Dataset rows:
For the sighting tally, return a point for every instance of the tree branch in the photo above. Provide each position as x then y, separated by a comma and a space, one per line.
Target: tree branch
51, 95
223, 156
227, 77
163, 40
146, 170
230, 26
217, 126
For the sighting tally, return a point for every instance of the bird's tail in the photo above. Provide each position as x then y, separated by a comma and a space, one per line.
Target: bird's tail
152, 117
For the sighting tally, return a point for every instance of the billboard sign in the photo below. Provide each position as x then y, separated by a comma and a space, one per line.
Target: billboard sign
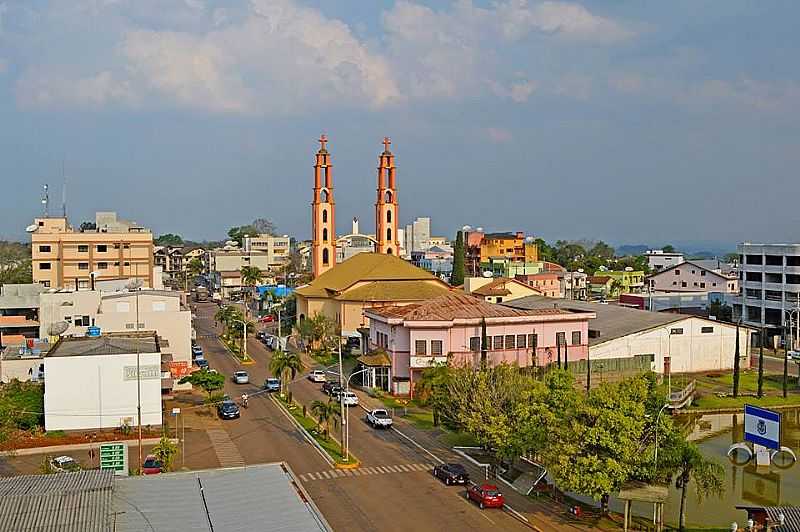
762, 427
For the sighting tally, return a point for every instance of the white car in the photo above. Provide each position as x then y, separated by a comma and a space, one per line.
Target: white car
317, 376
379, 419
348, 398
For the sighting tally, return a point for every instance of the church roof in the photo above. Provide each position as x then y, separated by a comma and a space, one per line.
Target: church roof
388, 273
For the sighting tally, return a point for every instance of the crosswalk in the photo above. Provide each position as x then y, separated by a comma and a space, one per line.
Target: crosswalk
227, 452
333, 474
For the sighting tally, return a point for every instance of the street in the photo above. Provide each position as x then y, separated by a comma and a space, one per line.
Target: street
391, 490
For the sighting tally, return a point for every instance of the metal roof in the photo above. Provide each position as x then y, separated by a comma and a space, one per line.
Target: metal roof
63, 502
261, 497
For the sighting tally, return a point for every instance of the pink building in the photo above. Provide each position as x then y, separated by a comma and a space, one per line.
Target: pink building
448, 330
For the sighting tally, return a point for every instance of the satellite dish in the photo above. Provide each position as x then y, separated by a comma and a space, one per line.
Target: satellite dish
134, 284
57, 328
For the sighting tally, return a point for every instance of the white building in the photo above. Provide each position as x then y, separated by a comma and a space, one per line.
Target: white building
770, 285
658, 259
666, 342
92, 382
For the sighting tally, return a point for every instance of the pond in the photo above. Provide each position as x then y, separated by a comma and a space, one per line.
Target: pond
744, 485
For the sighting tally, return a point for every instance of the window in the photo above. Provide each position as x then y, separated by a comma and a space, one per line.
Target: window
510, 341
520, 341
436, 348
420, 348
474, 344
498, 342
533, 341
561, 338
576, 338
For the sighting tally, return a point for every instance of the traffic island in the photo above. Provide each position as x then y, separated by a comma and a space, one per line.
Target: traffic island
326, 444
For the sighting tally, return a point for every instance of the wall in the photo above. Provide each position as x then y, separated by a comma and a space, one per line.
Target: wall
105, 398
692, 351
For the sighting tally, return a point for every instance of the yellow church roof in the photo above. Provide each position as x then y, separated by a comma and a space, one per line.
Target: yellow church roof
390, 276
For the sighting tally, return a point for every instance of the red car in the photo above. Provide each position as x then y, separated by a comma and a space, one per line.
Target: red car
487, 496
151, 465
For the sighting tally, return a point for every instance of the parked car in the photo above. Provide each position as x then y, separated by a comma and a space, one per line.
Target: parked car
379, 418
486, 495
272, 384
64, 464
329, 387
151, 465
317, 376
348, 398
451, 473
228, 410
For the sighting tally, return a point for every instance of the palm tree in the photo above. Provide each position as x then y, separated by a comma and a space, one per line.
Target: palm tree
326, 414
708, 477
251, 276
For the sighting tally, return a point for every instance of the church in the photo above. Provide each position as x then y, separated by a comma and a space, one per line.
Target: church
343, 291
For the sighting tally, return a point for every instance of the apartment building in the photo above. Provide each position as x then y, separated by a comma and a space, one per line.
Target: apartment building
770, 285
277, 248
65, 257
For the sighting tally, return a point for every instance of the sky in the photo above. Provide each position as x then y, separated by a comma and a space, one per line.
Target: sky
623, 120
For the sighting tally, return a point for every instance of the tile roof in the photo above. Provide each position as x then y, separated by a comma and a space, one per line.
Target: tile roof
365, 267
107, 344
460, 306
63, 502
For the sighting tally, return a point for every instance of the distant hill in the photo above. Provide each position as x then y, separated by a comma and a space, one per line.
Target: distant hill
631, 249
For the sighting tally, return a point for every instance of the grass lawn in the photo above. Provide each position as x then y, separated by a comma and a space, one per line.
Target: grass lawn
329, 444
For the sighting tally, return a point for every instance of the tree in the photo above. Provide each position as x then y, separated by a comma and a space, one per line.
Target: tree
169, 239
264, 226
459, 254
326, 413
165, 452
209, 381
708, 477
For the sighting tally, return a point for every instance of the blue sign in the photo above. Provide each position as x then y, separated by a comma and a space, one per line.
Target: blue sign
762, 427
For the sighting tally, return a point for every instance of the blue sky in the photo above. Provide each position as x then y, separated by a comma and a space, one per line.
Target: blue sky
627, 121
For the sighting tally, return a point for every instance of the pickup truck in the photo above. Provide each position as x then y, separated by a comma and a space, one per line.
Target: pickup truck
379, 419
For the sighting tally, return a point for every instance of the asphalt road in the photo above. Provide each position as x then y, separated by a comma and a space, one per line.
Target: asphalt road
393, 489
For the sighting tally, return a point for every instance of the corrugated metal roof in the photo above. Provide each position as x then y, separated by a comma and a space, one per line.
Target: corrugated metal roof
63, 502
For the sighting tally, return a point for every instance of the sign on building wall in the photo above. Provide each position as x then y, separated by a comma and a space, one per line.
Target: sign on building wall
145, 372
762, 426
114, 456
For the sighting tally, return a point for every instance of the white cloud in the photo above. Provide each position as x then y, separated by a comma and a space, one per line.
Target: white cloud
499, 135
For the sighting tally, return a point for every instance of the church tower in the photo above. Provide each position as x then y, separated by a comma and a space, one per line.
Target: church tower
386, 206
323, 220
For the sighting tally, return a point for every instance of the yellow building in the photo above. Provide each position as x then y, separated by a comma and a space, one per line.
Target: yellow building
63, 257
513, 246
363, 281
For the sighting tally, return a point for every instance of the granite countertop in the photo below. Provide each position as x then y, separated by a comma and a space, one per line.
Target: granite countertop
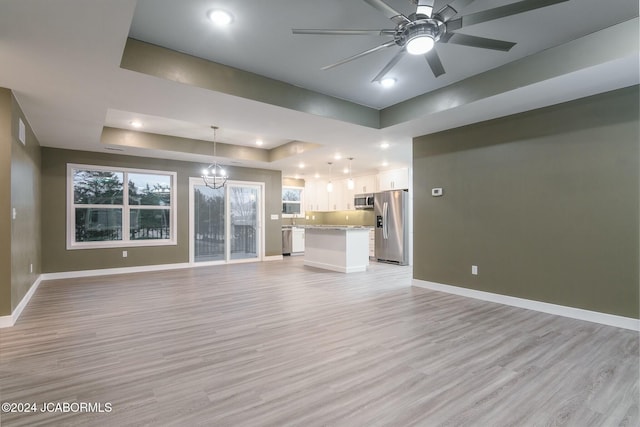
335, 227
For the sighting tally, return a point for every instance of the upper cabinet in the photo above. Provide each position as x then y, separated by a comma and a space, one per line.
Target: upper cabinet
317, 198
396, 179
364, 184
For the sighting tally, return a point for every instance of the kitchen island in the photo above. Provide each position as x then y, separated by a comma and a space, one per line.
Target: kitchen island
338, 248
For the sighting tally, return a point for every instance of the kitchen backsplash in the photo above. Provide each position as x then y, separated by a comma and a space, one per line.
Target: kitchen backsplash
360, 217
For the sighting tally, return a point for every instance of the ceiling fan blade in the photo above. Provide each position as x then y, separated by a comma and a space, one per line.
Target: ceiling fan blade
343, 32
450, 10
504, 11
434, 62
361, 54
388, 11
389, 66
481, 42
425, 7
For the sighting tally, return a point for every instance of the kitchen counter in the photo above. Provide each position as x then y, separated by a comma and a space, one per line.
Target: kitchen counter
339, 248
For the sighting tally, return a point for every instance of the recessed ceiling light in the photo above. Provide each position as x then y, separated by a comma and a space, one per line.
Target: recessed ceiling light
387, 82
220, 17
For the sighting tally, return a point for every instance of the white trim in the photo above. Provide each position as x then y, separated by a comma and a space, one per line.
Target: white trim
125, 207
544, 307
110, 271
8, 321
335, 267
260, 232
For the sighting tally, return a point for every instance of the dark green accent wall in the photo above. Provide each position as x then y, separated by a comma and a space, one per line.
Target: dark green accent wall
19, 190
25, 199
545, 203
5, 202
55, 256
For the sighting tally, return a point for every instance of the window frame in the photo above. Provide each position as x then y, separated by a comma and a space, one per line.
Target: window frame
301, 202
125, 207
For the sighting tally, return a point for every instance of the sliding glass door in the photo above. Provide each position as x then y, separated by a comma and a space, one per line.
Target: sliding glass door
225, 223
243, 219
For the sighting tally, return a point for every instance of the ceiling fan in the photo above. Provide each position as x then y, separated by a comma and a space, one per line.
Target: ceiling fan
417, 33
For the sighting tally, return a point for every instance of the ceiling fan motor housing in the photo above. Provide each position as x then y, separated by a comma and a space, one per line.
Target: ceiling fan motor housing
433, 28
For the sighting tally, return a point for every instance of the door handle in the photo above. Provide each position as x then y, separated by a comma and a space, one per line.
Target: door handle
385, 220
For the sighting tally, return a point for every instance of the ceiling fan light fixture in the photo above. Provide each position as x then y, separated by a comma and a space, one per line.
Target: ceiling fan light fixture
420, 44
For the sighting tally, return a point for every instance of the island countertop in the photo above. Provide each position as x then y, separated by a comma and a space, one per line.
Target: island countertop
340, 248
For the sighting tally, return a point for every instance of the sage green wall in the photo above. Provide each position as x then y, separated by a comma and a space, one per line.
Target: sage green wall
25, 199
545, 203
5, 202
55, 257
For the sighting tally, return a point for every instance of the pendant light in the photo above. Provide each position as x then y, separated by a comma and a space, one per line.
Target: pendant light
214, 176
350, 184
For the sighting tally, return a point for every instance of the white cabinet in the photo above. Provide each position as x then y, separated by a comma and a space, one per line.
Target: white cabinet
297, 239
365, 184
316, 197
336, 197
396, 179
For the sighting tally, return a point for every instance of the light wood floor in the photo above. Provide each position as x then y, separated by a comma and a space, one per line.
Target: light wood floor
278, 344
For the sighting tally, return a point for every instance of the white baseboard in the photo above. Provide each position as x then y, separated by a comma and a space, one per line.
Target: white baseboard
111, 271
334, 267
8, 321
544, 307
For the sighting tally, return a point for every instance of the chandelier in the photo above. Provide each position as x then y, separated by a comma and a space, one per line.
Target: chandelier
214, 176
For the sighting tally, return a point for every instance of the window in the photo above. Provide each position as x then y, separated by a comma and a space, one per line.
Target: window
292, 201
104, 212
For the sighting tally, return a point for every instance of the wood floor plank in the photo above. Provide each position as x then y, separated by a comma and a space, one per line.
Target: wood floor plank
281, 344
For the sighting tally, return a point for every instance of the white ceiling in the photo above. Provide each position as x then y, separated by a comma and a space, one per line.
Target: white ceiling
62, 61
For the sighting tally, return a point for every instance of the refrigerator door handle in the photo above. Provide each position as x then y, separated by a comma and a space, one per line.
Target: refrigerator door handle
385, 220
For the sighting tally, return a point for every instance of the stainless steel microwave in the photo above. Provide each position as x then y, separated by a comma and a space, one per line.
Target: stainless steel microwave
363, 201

§ WRITTEN INSTRUCTION
Give again the lines from the line holding "the white cabinet" through the close of the listing, both included, exactly as written and with nothing else.

§ FINAL RESULT
For the sighting tally, return a point for every instance of the white cabinet in the photo above. Provide each position as x then y, separated by a comma and a space, one per line.
Target: white cabinet
297, 239
365, 184
316, 197
336, 197
396, 179
For the sighting tally, return a point for every instance of the light wood floor in the photo above. Provide each position as x then y, separated by a comma and a space, one per line.
Target: light wood floor
278, 344
For the sighting tally, return a point for every instance of the white baseboard in the photo above. Provide each position as x then y, separated by a comma and a space, one per line.
Target: white baseboard
111, 271
334, 267
8, 321
544, 307
For the sighting tally, return a point for every instance of the chandelier in the photo above. Provide each position as x then y, separated by a comma and a space, one per line.
Target: chandelier
214, 176
For the sighting tally, return a point for every instance of the window in the photo above. Provide each position as x then y, separated by a comma and a space, one per line.
Target: window
292, 201
104, 212
For the sighting tally, return a point for every instance of the wood floor plank in the photo above. Provide each position as x then y, separated by a comma and a space, one per line.
Target: wood floor plank
281, 344
For the sighting tally, return a point for every instance of the white ceiling in the photo above. Provide each position as x then y, separated by a comma and a space, one per line.
Target: white ceiling
62, 61
For the sighting tally, return a point for every instance of the refrigerator door handle in the photo above. Provide each position as x then y, separated by a comma and a space, one per line.
Target: refrigerator door handle
385, 220
For the sighting tally, return a point for every instance of the stainless steel microwave in the photo above. Provide each position as x then y, separated by a comma and a space, one per line.
Target: stainless steel microwave
363, 201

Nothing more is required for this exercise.